◆ Work request: How many lines in the data hold the string "cemetery"? State the number alone.

(Point localization data)

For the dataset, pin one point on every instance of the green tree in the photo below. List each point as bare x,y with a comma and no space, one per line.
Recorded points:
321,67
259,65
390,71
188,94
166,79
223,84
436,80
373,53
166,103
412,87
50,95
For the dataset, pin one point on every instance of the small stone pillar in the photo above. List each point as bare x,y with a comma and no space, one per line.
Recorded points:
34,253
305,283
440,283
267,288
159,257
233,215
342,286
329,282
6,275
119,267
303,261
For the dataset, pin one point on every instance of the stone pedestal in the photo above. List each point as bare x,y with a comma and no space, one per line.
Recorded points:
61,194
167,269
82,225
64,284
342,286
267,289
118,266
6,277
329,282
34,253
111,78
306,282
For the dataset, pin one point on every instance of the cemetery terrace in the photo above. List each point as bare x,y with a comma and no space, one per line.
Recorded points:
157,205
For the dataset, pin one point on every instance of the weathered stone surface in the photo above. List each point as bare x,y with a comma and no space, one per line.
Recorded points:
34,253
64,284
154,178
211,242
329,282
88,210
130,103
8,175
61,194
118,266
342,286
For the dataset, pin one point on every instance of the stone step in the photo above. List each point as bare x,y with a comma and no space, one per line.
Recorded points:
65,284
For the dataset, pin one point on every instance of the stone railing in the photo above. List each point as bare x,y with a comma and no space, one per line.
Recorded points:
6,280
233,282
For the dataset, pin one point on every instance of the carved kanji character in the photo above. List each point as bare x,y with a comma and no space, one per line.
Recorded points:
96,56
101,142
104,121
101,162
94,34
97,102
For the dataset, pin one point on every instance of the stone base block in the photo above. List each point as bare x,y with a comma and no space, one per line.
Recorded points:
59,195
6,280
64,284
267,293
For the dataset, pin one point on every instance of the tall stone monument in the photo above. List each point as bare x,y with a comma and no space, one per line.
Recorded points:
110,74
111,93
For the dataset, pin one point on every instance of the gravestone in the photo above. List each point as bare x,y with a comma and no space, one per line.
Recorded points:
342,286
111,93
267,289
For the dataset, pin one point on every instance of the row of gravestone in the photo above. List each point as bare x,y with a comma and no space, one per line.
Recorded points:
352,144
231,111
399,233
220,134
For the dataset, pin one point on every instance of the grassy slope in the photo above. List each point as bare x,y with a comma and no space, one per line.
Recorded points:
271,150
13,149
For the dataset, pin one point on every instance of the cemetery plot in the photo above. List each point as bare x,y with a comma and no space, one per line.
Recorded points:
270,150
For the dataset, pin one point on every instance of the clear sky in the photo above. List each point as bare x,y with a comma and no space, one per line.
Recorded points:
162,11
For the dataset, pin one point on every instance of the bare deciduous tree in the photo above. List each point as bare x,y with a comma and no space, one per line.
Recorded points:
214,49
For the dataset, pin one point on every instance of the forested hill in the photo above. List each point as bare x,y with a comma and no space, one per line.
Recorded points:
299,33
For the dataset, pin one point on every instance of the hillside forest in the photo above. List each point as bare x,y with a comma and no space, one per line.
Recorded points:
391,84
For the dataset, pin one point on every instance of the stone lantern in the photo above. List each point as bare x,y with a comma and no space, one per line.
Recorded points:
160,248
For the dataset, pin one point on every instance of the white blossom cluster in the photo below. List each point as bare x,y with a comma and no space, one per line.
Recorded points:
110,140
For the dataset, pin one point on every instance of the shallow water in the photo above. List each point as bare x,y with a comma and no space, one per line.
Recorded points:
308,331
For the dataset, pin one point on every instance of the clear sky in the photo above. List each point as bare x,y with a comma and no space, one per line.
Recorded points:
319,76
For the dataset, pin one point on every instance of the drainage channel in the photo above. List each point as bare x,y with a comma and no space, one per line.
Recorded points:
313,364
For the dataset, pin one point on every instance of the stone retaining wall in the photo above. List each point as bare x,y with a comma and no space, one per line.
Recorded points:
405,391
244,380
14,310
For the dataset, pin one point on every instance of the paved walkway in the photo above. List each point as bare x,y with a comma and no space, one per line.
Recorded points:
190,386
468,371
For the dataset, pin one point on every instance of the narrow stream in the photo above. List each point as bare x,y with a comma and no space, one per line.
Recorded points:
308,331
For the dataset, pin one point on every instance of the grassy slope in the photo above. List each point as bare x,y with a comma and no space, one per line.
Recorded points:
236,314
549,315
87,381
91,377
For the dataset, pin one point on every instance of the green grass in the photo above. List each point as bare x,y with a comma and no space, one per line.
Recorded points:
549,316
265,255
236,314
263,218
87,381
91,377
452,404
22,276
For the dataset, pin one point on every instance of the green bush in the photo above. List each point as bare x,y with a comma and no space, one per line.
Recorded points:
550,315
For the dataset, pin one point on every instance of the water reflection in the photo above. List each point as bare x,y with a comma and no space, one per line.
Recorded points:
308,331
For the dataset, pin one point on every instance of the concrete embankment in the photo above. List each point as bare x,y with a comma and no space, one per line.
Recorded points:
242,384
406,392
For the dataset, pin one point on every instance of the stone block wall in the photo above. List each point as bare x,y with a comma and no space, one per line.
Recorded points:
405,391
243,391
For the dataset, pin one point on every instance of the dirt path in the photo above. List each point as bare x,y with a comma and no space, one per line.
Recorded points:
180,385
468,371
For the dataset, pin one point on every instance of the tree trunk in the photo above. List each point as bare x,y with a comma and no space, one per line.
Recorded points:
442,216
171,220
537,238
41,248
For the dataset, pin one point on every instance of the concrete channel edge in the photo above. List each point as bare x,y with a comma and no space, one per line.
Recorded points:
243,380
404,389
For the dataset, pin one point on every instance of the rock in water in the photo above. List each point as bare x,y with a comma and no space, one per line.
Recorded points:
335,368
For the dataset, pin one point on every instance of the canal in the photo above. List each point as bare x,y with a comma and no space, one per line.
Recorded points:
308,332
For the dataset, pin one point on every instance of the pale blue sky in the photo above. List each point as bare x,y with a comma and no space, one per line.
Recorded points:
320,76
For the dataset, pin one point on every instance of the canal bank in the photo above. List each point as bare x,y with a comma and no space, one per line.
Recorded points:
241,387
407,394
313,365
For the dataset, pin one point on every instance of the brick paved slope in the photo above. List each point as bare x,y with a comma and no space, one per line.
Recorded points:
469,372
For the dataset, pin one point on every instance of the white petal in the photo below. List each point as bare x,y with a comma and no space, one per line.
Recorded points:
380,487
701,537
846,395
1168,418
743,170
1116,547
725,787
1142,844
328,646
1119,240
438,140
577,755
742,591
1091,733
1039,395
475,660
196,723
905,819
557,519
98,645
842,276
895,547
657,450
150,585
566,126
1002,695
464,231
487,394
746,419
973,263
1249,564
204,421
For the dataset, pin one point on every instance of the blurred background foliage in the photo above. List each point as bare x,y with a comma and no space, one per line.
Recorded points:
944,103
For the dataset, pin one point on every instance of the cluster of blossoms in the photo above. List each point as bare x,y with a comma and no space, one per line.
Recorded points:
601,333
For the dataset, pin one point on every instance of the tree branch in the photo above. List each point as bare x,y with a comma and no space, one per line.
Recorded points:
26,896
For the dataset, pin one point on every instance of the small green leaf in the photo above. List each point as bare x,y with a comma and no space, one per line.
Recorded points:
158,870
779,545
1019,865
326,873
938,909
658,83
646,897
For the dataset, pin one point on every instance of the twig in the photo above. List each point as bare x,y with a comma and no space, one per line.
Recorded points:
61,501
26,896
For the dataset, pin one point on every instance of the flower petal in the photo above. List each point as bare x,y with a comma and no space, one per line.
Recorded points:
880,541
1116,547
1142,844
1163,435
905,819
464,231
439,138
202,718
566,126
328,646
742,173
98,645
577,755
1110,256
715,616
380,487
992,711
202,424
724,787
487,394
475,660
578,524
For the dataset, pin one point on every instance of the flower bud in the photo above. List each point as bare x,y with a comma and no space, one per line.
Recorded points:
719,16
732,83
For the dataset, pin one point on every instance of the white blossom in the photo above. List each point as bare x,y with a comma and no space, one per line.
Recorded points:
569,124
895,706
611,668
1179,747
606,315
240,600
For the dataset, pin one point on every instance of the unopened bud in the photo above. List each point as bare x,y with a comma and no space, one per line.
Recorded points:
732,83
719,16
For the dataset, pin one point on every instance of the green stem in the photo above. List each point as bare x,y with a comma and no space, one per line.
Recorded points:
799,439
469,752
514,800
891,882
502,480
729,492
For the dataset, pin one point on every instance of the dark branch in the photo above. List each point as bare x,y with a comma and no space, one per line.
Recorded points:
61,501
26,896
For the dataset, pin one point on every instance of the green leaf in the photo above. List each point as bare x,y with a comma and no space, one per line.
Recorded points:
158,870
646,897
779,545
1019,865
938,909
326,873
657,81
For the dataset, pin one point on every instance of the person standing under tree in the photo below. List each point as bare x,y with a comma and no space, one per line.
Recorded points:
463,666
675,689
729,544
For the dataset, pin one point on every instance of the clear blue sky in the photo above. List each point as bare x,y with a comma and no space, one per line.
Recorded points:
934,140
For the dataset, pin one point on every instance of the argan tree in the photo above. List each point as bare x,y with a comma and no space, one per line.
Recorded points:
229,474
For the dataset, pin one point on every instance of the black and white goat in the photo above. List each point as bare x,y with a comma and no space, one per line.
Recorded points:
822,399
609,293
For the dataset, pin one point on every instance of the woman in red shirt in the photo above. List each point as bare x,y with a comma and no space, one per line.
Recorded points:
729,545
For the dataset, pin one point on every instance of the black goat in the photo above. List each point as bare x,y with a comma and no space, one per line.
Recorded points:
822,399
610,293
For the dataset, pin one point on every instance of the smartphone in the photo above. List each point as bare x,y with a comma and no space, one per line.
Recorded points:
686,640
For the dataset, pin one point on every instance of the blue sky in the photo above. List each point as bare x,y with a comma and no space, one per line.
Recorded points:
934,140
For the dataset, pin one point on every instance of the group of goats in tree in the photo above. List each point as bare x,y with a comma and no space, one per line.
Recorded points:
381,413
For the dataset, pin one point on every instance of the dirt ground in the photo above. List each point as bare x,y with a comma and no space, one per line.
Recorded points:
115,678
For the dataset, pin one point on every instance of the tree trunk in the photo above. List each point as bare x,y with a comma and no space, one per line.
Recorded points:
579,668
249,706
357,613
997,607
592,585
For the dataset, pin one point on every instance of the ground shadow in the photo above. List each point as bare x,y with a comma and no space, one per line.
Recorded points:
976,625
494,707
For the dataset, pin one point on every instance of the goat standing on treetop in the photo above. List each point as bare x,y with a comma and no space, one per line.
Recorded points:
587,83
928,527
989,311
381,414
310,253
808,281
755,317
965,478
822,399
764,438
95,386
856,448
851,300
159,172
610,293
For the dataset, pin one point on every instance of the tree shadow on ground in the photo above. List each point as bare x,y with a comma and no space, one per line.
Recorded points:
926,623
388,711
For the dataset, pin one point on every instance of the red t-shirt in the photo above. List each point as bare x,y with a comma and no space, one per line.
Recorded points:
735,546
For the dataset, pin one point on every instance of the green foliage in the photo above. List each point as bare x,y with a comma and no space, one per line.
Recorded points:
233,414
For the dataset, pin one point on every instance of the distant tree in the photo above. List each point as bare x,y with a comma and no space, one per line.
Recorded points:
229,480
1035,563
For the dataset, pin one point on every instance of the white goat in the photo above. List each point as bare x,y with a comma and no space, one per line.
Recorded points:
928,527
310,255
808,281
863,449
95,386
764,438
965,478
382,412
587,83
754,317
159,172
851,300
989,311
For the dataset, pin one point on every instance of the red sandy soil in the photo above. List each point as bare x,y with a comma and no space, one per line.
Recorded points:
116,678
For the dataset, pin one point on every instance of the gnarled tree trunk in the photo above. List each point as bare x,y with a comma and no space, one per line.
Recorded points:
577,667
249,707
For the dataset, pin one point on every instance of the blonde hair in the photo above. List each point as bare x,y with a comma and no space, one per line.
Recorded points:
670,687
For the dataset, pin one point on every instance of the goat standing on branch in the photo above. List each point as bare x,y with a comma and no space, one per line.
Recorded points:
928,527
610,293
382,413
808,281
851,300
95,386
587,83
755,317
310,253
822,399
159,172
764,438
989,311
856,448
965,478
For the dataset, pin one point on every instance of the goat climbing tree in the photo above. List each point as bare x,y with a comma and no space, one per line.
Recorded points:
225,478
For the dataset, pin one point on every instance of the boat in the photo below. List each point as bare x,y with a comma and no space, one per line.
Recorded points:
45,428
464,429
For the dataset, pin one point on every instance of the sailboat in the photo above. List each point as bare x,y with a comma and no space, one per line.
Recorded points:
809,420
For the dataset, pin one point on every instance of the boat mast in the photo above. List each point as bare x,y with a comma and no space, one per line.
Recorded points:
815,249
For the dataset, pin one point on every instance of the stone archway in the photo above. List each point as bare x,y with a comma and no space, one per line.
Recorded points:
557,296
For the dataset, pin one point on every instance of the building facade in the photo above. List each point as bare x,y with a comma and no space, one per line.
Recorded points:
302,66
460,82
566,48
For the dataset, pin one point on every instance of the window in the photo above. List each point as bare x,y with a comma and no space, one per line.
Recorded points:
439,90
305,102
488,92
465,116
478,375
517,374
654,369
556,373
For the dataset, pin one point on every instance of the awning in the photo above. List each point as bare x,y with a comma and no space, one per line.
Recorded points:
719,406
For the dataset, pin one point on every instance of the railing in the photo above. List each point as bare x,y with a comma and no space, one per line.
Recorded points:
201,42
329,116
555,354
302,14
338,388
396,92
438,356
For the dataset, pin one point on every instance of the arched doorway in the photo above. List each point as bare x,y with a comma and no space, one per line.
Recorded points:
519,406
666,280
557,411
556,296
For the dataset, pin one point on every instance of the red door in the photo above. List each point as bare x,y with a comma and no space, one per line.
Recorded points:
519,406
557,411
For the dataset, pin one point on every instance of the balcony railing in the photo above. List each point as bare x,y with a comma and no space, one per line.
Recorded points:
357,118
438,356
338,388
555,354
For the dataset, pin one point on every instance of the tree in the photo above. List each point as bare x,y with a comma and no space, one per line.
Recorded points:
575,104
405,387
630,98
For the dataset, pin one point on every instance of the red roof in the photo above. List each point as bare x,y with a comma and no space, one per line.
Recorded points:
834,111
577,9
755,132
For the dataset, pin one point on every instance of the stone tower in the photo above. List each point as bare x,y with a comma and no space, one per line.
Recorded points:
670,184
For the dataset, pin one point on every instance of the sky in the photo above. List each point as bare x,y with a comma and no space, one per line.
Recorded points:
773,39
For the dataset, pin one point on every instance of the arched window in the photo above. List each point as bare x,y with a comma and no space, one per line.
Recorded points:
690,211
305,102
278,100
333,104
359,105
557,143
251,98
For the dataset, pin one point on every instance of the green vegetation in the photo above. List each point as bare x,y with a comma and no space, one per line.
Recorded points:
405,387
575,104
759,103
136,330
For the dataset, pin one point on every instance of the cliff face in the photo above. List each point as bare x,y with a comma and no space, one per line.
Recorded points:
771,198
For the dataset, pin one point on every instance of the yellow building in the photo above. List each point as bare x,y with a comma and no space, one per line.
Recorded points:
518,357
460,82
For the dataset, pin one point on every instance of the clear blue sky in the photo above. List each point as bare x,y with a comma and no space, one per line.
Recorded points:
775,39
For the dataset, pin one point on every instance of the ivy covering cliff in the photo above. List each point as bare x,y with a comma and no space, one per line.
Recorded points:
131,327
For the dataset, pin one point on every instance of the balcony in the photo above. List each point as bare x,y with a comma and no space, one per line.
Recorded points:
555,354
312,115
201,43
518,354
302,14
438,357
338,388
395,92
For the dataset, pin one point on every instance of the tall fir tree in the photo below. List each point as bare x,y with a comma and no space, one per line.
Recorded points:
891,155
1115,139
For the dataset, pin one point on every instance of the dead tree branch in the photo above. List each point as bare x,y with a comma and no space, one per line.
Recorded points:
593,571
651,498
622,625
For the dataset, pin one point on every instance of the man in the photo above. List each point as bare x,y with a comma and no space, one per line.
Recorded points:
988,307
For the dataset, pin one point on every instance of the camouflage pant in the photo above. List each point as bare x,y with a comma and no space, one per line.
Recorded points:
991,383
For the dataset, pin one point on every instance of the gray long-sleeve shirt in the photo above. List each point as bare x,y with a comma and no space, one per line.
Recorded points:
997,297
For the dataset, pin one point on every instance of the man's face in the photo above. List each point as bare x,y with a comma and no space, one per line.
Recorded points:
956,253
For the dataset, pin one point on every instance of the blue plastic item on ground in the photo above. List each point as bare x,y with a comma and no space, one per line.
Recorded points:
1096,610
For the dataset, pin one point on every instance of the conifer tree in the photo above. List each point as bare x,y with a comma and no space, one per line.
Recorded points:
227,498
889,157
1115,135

◆ Exercise solution: 2